REQUIREMENT:
Copy each line from the data that has the word "below" in it.

SUPPLIED RECORDS:
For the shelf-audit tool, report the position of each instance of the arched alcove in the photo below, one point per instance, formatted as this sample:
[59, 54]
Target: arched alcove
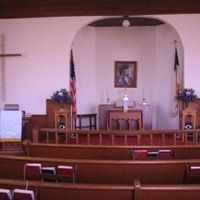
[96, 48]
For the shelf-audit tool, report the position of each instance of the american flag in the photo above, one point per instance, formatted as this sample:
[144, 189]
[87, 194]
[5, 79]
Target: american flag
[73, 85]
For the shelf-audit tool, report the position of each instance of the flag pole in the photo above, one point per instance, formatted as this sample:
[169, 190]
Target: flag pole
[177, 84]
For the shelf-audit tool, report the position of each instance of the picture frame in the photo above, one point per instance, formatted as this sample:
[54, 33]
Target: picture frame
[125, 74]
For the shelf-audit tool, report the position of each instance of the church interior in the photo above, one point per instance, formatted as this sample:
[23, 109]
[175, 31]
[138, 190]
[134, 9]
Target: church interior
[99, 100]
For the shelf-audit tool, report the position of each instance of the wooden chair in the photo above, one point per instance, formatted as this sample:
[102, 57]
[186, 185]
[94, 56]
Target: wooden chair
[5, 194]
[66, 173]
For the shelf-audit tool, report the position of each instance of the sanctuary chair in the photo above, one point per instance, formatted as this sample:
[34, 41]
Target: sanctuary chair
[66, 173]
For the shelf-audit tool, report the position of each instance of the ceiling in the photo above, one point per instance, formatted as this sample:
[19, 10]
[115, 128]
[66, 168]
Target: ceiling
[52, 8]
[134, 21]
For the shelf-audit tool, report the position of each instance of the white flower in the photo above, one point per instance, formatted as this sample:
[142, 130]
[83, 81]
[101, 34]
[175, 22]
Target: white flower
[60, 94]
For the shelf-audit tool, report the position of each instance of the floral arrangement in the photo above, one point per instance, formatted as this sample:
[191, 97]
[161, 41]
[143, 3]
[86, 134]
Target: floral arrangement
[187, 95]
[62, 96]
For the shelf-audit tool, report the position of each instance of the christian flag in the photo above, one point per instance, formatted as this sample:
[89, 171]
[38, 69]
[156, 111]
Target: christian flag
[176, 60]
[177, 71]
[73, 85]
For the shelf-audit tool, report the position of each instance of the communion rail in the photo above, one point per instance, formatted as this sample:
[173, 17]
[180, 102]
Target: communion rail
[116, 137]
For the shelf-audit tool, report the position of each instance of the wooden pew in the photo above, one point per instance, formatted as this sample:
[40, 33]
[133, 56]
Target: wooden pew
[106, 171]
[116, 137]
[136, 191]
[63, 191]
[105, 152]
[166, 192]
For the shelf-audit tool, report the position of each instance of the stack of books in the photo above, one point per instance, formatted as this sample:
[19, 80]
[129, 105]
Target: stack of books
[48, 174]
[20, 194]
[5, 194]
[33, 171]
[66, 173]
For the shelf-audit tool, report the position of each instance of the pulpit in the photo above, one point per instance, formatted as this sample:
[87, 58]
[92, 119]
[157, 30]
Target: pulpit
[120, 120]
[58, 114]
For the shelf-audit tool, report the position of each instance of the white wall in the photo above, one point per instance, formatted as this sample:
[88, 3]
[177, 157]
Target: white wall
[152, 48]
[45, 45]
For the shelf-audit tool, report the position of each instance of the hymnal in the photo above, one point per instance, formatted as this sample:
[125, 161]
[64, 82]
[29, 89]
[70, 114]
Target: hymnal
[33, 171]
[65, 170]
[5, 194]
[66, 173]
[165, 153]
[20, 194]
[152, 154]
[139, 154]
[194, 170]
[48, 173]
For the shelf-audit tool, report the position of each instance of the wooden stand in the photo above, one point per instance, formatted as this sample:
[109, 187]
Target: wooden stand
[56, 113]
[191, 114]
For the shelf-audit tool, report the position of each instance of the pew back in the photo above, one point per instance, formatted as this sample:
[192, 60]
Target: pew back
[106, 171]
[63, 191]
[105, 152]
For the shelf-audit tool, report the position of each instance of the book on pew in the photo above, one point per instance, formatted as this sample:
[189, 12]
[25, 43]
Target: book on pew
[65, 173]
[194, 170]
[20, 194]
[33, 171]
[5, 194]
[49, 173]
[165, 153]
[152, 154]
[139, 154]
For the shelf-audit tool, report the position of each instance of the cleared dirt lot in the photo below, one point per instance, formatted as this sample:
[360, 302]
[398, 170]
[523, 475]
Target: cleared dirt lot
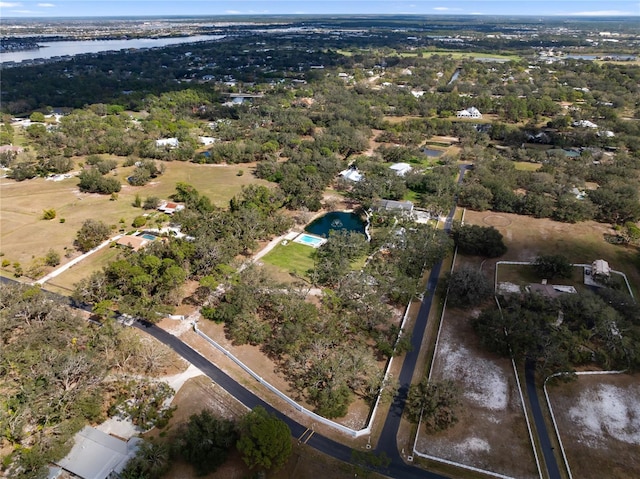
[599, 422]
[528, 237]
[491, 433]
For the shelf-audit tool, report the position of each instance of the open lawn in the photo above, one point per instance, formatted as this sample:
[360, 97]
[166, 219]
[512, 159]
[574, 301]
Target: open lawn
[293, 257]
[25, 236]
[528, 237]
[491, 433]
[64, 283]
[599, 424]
* * *
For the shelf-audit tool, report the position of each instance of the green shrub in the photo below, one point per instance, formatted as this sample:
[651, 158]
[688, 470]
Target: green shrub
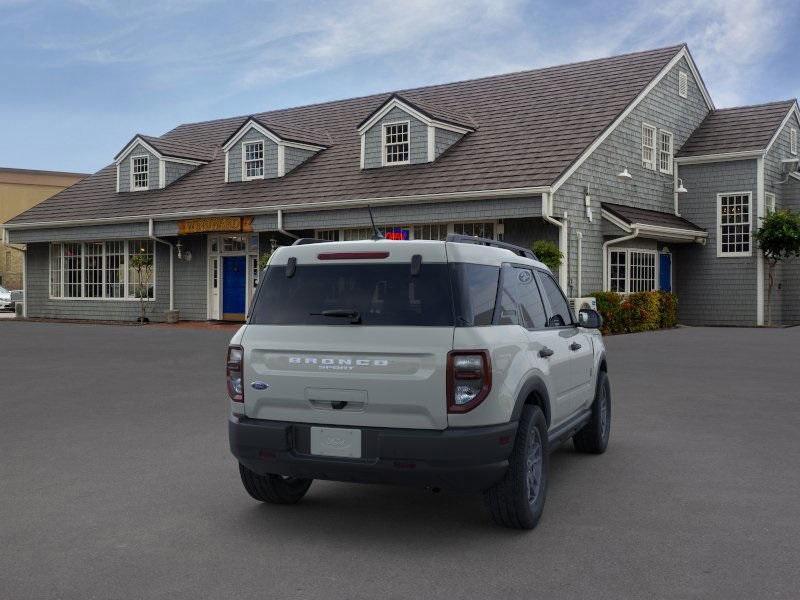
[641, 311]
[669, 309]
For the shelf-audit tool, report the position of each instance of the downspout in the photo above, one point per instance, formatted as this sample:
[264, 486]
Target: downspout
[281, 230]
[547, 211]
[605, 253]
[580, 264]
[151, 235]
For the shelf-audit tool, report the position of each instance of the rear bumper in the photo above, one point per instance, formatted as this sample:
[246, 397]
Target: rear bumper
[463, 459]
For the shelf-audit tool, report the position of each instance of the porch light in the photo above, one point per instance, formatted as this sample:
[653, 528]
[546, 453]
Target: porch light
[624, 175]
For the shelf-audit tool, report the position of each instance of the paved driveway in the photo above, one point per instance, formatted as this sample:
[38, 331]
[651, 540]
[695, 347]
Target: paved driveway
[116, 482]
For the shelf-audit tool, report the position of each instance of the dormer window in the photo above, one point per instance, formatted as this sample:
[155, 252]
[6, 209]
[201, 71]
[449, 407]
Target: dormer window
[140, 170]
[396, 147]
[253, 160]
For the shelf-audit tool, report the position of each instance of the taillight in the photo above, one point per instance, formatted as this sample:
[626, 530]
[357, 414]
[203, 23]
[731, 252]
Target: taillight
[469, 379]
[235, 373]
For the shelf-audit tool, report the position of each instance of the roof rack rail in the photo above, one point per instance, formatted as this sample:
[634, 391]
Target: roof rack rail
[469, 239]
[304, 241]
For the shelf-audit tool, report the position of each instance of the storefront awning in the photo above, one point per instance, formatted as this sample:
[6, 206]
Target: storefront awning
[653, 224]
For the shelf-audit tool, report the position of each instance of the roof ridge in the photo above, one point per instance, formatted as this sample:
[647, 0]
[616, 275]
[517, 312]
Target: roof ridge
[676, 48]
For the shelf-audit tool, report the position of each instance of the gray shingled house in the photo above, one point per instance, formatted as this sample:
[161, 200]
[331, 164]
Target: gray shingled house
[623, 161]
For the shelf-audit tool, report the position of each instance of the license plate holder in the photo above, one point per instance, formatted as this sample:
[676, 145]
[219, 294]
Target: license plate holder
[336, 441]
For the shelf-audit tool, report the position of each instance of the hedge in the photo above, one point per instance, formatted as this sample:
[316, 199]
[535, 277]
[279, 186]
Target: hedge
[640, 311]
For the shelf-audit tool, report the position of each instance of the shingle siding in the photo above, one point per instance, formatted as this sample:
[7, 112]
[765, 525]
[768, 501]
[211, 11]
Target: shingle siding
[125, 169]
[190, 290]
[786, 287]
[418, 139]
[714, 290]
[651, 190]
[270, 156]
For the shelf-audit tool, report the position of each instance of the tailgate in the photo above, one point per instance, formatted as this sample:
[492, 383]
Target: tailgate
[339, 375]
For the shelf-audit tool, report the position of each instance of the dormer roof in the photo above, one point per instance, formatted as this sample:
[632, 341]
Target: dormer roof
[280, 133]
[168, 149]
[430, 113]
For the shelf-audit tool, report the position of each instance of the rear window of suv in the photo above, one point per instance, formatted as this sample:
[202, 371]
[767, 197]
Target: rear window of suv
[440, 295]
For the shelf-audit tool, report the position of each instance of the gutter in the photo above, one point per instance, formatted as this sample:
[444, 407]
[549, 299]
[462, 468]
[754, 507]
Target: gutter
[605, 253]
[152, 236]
==
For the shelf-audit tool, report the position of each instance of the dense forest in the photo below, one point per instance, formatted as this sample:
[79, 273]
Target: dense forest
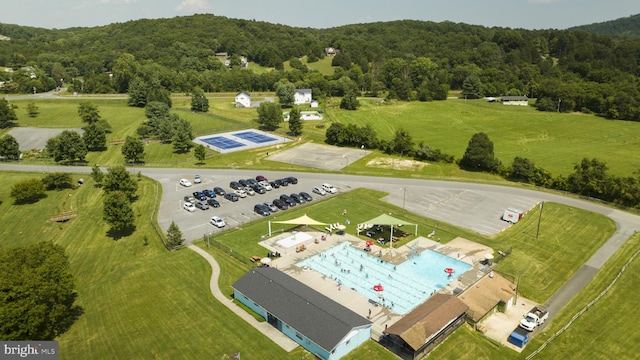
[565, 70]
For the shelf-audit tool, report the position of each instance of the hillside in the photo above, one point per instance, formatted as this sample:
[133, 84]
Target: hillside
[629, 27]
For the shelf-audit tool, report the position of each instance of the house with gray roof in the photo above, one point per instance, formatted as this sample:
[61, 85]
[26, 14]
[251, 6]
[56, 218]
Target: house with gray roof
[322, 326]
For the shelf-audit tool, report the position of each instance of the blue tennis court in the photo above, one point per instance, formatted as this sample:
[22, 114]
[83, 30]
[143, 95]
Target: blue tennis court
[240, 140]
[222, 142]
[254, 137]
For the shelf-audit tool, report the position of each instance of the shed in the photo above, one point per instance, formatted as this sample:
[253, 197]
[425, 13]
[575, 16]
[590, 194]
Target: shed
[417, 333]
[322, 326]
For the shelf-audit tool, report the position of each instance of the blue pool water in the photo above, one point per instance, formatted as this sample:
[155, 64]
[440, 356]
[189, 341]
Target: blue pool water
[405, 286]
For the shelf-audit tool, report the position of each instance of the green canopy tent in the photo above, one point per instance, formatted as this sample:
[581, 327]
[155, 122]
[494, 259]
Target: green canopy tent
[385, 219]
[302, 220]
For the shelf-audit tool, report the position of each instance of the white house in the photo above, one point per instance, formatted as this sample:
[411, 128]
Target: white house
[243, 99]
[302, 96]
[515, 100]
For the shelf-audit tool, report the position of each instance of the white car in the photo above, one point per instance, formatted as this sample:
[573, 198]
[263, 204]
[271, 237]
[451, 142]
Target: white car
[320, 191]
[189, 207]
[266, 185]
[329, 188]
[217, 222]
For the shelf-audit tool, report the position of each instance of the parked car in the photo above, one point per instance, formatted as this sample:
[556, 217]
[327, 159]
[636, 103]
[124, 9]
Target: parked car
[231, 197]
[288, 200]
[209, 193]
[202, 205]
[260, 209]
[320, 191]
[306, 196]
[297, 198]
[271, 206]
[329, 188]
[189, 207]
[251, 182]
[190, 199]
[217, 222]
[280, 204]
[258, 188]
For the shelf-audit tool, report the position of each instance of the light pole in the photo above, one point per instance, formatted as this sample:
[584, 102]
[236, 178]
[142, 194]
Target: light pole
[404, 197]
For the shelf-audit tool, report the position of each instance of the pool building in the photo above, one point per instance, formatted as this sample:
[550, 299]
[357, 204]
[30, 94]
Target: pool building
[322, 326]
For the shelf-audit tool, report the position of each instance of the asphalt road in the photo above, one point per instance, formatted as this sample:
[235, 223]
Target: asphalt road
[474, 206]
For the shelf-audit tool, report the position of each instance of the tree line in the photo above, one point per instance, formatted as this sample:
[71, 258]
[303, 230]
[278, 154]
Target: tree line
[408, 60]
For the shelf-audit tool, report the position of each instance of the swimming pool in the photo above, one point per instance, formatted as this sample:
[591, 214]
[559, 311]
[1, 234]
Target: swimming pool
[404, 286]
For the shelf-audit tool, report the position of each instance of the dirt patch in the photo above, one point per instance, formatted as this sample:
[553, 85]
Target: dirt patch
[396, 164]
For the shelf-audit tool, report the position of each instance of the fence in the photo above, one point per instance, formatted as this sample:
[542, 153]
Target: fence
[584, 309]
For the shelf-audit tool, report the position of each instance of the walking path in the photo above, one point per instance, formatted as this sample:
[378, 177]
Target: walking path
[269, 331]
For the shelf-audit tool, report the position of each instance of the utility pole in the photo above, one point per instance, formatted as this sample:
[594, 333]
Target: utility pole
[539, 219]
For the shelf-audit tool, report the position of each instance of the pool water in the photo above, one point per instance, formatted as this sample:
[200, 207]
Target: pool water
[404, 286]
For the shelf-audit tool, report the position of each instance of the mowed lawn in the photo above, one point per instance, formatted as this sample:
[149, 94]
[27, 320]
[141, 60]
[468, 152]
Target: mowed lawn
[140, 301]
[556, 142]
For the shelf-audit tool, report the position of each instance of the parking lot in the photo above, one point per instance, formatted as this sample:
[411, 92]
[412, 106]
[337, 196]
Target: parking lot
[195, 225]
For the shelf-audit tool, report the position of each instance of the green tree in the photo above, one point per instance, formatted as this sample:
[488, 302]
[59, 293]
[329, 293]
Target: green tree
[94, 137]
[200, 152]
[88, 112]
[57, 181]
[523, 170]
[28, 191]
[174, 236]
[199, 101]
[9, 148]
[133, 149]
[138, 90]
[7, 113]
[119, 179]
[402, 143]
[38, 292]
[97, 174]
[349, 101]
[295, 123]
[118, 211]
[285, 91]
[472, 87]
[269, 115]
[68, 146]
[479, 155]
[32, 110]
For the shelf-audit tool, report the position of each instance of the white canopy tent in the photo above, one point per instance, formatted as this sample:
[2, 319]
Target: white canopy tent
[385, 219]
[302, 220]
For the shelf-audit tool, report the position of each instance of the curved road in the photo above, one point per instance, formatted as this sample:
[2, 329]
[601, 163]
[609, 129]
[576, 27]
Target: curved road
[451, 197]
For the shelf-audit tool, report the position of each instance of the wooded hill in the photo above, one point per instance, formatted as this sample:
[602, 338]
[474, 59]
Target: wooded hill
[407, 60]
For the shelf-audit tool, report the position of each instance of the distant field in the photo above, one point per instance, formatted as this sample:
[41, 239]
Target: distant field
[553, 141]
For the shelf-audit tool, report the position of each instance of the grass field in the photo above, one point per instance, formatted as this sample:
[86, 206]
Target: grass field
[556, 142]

RESULT OF THIS TASK:
For the shelf-audit tool, report the position of each instance of the arched alcove in the photo below, one point per instance, formatted as this sample:
For the shelf-audit tool, report the position of each instance of the cleared dirt lot in the photo below, one point per instance, formatted as this sample:
For the shelf-audit tool, report the position of each instance of the green shrub in the photo below, one point per instance, formatted as this sample:
For the shelf-audit tool, report the position of each instance of the dense forest in the photo below, one point per instance, formatted as this sample:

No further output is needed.